Your goal:
Exactly as written and without the pictures, output the entries below.

Study material:
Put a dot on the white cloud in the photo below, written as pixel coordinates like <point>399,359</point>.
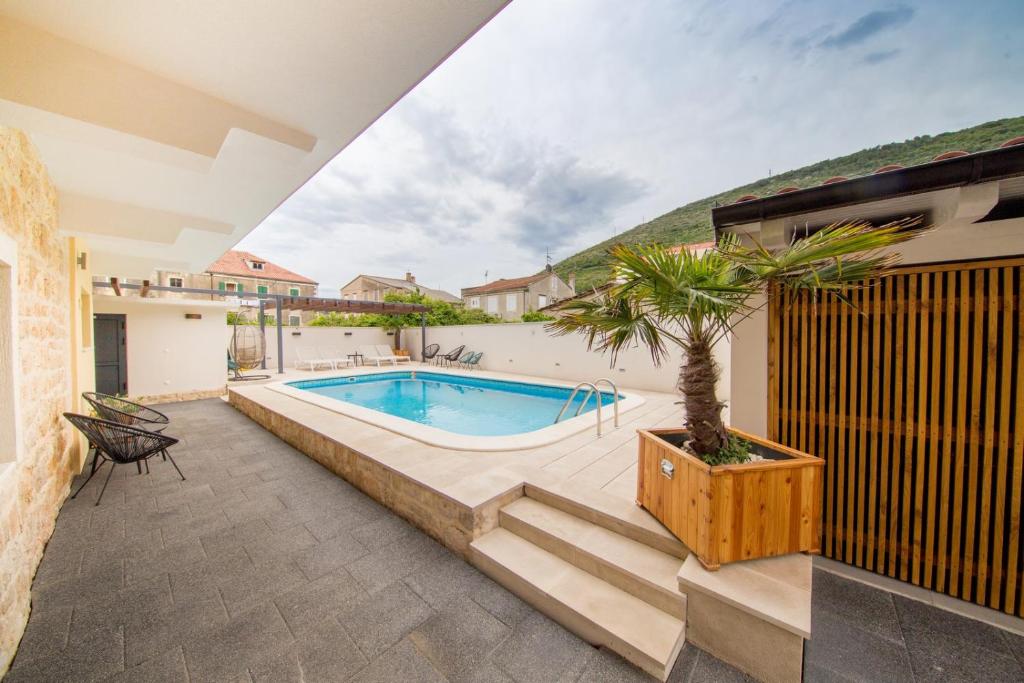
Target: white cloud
<point>561,123</point>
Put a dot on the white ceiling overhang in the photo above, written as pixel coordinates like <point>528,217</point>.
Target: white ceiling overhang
<point>172,129</point>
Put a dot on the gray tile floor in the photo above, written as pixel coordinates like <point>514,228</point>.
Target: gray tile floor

Task output:
Put a dot on the white cloud in the photo below, written as pixel coordinates like <point>399,359</point>.
Target: white cloud
<point>561,123</point>
Put a dot on the white ceiling overhang in the photo above, written as pixel coordinates like <point>528,217</point>.
Target: white ceiling overhang
<point>172,129</point>
Put a dot on the gray tile floor in the photo above, written as pixel coordinates like <point>514,228</point>.
Target: gray tile floor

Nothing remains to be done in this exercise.